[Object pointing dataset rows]
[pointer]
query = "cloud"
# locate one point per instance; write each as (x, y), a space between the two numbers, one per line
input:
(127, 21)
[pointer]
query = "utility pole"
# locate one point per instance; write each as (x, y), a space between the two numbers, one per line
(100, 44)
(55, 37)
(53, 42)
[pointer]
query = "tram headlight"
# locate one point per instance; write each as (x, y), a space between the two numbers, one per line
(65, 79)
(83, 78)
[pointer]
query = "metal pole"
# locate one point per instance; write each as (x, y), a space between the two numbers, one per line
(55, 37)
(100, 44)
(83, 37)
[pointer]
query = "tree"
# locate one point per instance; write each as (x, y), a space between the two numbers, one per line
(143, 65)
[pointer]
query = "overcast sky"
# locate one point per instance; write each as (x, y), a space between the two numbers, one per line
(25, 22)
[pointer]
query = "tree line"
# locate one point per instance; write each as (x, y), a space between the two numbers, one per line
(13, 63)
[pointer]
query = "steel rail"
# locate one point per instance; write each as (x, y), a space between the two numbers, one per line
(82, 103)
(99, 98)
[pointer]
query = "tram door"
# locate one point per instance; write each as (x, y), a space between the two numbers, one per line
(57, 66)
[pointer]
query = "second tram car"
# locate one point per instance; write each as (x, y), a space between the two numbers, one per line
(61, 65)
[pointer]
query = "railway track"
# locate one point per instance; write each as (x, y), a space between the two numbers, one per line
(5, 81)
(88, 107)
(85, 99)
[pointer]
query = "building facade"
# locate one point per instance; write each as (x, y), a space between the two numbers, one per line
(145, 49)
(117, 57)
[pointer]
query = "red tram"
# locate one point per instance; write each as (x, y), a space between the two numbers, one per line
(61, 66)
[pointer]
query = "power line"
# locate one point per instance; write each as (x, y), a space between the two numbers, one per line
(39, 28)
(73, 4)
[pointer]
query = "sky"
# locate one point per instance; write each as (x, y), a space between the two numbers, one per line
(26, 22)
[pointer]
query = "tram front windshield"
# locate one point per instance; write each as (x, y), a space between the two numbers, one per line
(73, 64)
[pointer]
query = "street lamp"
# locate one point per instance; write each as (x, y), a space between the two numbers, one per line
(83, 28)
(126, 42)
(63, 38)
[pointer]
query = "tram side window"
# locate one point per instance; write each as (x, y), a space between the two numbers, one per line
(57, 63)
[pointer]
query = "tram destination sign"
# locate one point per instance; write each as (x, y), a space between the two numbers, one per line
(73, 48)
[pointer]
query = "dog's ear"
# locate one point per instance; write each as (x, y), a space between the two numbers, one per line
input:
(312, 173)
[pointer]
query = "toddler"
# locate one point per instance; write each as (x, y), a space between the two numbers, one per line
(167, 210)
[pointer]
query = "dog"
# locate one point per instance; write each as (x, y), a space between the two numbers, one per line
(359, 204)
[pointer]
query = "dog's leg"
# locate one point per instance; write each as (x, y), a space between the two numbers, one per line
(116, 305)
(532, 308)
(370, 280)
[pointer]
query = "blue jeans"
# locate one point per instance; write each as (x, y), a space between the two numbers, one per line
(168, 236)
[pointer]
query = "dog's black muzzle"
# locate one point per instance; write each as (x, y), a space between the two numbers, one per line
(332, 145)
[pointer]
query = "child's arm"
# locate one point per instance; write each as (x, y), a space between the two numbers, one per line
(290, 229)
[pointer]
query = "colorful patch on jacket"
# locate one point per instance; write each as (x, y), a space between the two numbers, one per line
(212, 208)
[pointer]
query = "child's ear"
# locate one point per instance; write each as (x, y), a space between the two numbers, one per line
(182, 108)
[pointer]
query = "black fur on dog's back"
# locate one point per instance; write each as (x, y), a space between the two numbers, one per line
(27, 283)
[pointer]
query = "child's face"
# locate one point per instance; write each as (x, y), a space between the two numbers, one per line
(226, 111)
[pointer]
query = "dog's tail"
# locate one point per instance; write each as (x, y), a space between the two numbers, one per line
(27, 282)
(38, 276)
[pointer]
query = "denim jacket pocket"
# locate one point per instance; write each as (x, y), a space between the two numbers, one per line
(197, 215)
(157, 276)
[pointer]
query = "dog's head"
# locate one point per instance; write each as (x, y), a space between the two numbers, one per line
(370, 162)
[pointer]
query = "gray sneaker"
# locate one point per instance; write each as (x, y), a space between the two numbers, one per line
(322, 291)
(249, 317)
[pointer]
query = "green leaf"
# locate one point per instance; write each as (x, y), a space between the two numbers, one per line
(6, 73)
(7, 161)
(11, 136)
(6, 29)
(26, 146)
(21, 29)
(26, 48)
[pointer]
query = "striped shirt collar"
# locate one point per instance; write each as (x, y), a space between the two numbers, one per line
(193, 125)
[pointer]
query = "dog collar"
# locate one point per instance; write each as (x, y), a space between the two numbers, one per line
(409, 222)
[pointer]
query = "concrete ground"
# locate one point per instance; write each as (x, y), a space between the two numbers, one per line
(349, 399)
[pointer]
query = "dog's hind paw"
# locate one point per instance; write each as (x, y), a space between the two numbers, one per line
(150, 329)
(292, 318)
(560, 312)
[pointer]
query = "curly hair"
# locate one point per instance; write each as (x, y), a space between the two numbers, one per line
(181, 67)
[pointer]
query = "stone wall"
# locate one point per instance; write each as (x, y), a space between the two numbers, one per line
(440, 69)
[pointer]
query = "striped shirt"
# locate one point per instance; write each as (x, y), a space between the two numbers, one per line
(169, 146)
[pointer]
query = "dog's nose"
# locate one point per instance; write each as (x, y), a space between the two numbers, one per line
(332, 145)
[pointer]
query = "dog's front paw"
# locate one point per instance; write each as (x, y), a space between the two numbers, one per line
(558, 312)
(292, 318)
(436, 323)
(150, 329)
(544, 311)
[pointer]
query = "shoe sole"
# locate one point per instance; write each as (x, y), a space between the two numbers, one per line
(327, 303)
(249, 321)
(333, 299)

▶ **WHAT IS BEING ASKED**:
Word for word, extract all the records.

▶ **TASK RESPONSE**:
[pointer]
query = "cloud"
# locate one point per instance; write each as (x, y), a space between the two numbers, one per line
input:
(127, 21)
[pointer]
query = "utility pole"
# locate one point per instance; write each as (x, y), a space between the two numbers, one per line
(100, 44)
(55, 37)
(53, 42)
[pointer]
query = "tram headlight"
# locate one point per instance; write each as (x, y), a space between the two numbers, one per line
(65, 79)
(83, 78)
[pointer]
query = "metal pole"
# locate one point per instance; write each as (x, y), a space between the two numbers, one per line
(55, 37)
(100, 44)
(83, 37)
[pointer]
query = "tree"
# locate one point per instance; write each as (x, y), a space between the two numbers, one per line
(143, 65)
[pointer]
query = "overcast sky"
# locate one point per instance; write each as (x, y), a space between the two numbers, one per line
(25, 22)
[pointer]
query = "tree line"
# locate one point per instance; write each as (x, y), a space between the two numbers, one per line
(13, 63)
[pointer]
query = "steel rail"
# locate one point per instance; write each as (x, y), a space between the two numbers, one per line
(82, 103)
(99, 98)
[pointer]
query = "tram door"
# locate one point per instance; write each as (x, y), a space between the two numbers, one per line
(57, 66)
[pointer]
query = "second tram car"
# locate one point per instance; write each as (x, y), a space between the two numbers, one per line
(61, 65)
[pointer]
query = "railway track"
# locate one point per instance; write each as (x, y), a space between the two numbers, one per line
(5, 81)
(88, 107)
(85, 99)
[pointer]
query = "building facade"
# locate one point per instance; write each as (x, y), a space between the two numbers, one per line
(145, 49)
(117, 57)
[pointer]
query = "red tram"
# locate one point per instance; write each as (x, y), a space between the two numbers, one per line
(61, 66)
[pointer]
query = "power line"
# locate one point per instance; write each as (x, y), a space between the two numbers, one per line
(39, 28)
(73, 4)
[pointer]
query = "sky"
# locate one point per instance; write each as (x, y), a space between the two numbers, one per line
(26, 22)
[pointer]
query = "tram front windshield"
# locate one point per instance; write each as (x, y), a space between the two numbers, one per line
(73, 64)
[pointer]
query = "street lamp"
# locate one point per instance; write each as (x, y), a space between the two numbers, one per line
(83, 28)
(126, 42)
(63, 38)
[pointer]
query = "tram side window"
# locate one point per instance; write each as (x, y), a space between the two numbers, one per line
(57, 63)
[pointer]
query = "tram destination sign"
# locate one point per instance; write each as (x, y), a space between the two numbers, one per line
(73, 48)
[pointer]
query = "dog's ear"
# locate one point per instance; write each as (x, y), a space between the two numbers, one per line
input:
(312, 173)
[pointer]
query = "toddler"
# locate one point per instance; write each as (x, y), a space between the two numbers, one per line
(167, 210)
[pointer]
query = "dog"
# locate one point per instance; write each as (x, y), a space between the two numbers, one per line
(359, 204)
[pointer]
query = "dog's leg"
# locate one point per instance; write each as (x, y), a space between the two numbers, one per line
(116, 305)
(532, 308)
(370, 280)
[pointer]
query = "blue jeans"
# locate one point per instance; write each as (x, y), a space between the two numbers, one per line
(168, 236)
[pointer]
query = "dog's black muzzle"
# locate one point per instance; write each as (x, y), a space between the two numbers, one per line
(332, 145)
[pointer]
query = "child's arm"
# locate one point per instance; write each as (x, y), a space between the two numbers, one per line
(290, 229)
[pointer]
query = "colorful patch on jacket"
# locate one point per instance; write each as (x, y), a space between the two numbers, one per line
(212, 208)
[pointer]
query = "child's ear"
# locate one point per instance; write each as (x, y), a space between the two numbers, one per line
(182, 108)
[pointer]
query = "black fur on dog's back"
# locate one point per instance; write each as (x, y), a space between the two numbers, one per line
(27, 283)
[pointer]
query = "child's face"
# locate one point per instance; write each as (x, y), a space between the two numbers, one per line
(226, 111)
[pointer]
query = "dog's tail"
# locate one point per instance; write each as (x, y), a space between the two numbers, one per line
(27, 282)
(38, 276)
[pointer]
query = "denim jacket pocket"
# locate one point per instance; write each as (x, y), a space between the two numbers, one per line
(197, 215)
(157, 276)
[pointer]
query = "dog's head"
# locate one point per instance; write each as (x, y), a space between the two numbers, one per line
(370, 162)
[pointer]
query = "gray sneaker"
# locate one point per instance; write each as (x, y), a space between the two numbers, one per line
(322, 291)
(249, 317)
[pointer]
query = "green leaf"
# locate one point per instance; write each as (x, y), a space between the two numbers, one per line
(6, 73)
(7, 161)
(11, 136)
(6, 29)
(26, 146)
(21, 29)
(26, 48)
[pointer]
query = "striped shirt collar"
# locate one point per instance; write each as (x, y), a space between the two numbers, one per line
(193, 125)
[pointer]
query = "dog collar"
# locate one point per instance; write each as (x, y), a space between the two numbers, one per line
(409, 222)
[pointer]
query = "concrete ground"
# locate one point per instance; write each as (x, y), a space between the two numbers, one per line
(349, 399)
[pointer]
query = "dog's hind paw"
# locate one point per instance; write each as (x, y), a space between the two numbers, one per line
(150, 329)
(292, 318)
(560, 312)
[pointer]
query = "curly hair"
# locate one point per instance; write each as (x, y), a space between the two numbers, one per line
(181, 67)
[pointer]
query = "stone wall"
# locate one point per instance; write each as (x, y), a space between the two numbers, one per line
(440, 69)
[pointer]
query = "striped shirt"
# locate one point per instance; write each as (x, y), a space between the two numbers, one per line
(169, 146)
[pointer]
query = "dog's nose"
# locate one point per instance; write each as (x, y), a space between the two numbers, one per line
(332, 145)
[pointer]
query = "dog's front paw"
# locate one point per instance; write each as (x, y), a space between the two numbers, one per line
(558, 312)
(292, 318)
(436, 323)
(150, 329)
(544, 311)
[pointer]
query = "shoe sole"
# locate one point per instance; write each as (x, y), a space between the two numbers, one per line
(327, 303)
(249, 321)
(333, 299)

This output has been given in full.